Copy the part of the passage on recovery allies below that begins with the words "Recovery is at" and ends with "visitors and representatives.", word for word.

[Excerpted passage]:
= Beginning of Section =

So where does that leave professionals without their own lived experience, far less family members or other community members who are driven to support recovery journeys and pathways? In the course of my career I have collected over 3,000 recovery stories in a range of countries and there are plenty of occasions where a recovery story involved a professional with no lived experience ‘going the extra yard’ or showing faith and hope that the person did not see in themselves. This is part of the reason why we characterise recovery as a fundamentally social process where individuals and groups can both be the catalyst for change but also be the safety net and the rock of stability and constancy that keeps the person on the right track.


But that is only a part of the answer, even for those with direct contact through treatment services, through the justice system or through a multitude of other services that a person might engage in while still in the throes of addiction or early in their recovery. In that therapeutic role, there are three primary roles:


1. The power of connection and making a fundamental human link of trust and openness

2. Through the delivery of evidence-based interventions

3. By connecting the person to activities and groups in the community

4. As a bridge to recovery groups and recovery carriers


It is the last two of these that will occupy the remainder of this blog – the role of connector and its underlying principles of active engagement. One of the most important tasks that a recovery ally can perform is to get out of the clinic and establish relationships and partnerships that will allow them to fulfil effectively the ‘care coordination’ role and, within a recovery framework, that really means building partnerships and relationships with community groups as well as with other professionals. To be effective as a recovery ally based in specialist treatment or criminal justice settings, it is not only important to have positive relationships with your equivalents in mental health, housing and employment services, but also to know the enrolment procedure at the local college, to know where and when local AA and NA meetings happen and to know what the local sports clubs are where there is little risk of drinking and drug use. I am still amazed that people are allowed to be drug and alcohol workers without ever attending an AA, NA AND a SMART recovery meeting. This knowledge and experience should be an absolute prerequisite for working in the addiction treatment field.


But that knowledge is not enough. Our own research and that of many others would strongly suggest that awareness of positive community resources is not sufficient and that, to be an effective ally, or champion of recovery, you have to be able to act as the human bridge that actively and assertively engages people in those resources. From our Glasgow Recovery Study in 2011, we used the acronym GOYA for ‘Get Off Your Arse’ to indicate that meaningful activity is central to the recovery process. For peers, professionals and other recovery allies, this is just as true – while a therapist or counsellor can maybe sit in their office providing therapies and dispensing evidence-based wisdom, this is not the case for a recovery ally. They must be out there and actively and positively engaging and promoting recovery resources and models.


But in a generative recovery capital model, this is not a passive approach. All recovery allies – family members, workers, supporters and so on – are community connectors and part of the lattice of weak social ties that bind community resources together and allow them to flourish and engage excluded and marginalised groups. This is not some kind of act of charity but an essential component of a recovery system and model in which reciprocal community development is at its heart – as each recovery journey flourishes, so the community strengthens and its collective efficacy grows.


Recovery is at heart a social process based in communities and that benefits those same communities. Recovery allies – inside and outside of specialist professional roles – are at the heart of this model through championing change and creating coalitions that support and engage, that challenge stigma and build and strengthen the fabric of the local community for all of its residents, visitors and representatives.

= End of Section =

Items drawn from a dataset
= Beginning of Section =

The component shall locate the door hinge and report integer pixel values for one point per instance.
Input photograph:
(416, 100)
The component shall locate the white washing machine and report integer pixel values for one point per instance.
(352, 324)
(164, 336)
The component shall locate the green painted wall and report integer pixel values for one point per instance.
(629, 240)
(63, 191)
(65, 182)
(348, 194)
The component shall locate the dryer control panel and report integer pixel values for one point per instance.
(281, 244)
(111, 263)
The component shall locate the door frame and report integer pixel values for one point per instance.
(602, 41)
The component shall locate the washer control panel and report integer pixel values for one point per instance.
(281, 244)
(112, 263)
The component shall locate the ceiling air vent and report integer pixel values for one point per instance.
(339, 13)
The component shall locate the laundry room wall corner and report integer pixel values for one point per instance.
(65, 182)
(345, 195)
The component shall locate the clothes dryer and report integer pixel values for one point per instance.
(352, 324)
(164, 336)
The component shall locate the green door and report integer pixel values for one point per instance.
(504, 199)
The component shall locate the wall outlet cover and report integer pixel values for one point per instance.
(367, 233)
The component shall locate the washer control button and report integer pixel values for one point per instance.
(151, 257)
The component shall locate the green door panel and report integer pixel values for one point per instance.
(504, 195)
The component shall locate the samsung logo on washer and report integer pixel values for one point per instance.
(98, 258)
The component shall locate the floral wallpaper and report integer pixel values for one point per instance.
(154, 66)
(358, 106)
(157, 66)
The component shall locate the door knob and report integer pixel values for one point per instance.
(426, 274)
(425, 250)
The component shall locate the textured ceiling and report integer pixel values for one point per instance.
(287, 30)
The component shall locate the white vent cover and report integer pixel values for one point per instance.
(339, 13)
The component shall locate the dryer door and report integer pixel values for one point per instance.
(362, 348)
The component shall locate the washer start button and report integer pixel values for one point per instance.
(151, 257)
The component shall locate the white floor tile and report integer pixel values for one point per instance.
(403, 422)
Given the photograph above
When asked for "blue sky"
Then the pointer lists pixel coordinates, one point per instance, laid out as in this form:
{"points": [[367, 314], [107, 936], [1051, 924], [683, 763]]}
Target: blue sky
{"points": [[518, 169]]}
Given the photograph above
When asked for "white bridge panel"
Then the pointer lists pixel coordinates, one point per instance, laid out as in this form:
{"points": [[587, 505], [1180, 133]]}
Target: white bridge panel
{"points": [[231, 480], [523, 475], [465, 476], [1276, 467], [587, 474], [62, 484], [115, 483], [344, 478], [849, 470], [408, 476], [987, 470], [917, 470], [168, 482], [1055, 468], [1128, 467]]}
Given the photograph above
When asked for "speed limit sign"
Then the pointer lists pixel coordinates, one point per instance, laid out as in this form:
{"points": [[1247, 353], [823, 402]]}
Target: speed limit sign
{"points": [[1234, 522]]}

= End of Section =

[Solved exercise]:
Recovery is at heart a social process based in communities and that benefits those same communities. Recovery allies – inside and outside of specialist professional roles – are at the heart of this model through championing change and creating coalitions that support and engage, that challenge stigma and build and strengthen the fabric of the local community for all of its residents, visitors and representatives.